Given passage: Begin

Private Instance Methods

connect() click to toggle source
# File lib/logstash/inputs/azure_blob_storage.rb, line 319
def connect
    # Try in this order to access the storageaccount
    # 1. storageaccount / sas_token
    # 2. connection_string
    # 3. storageaccount / access_key

    unless connection_string.nil?
        conn = connection_string.value
    end
    unless sas_token.nil?
        unless sas_token.value.start_with?('?')
            conn = "BlobEndpoint=https://#{storageaccount}.#{dns_suffix};SharedAccessSignature=#{sas_token.value}"
        else
            conn = sas_token.value
        end
    end
    unless conn.nil?
        @blob_client = Azure::Storage::Blob::BlobService.create_from_connection_string(conn)
    else
#        unless use_development_storage?
        @blob_client = Azure::Storage::Blob::BlobService.create(
            storage_account_name: storageaccount,
            storage_dns_suffix: dns_suffix,
            storage_access_key: access_key.value,
        )
#        else
#            @logger.info("not yet implemented")

Given passage: End
The data: Begin

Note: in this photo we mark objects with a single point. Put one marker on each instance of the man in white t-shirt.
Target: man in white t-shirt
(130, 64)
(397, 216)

The data: End

- **Task item**: In the code excerpt, what do the comments in the connect method list as the first way to try to access the storage account?

- **Completed task**: Storageaccount / sas_token.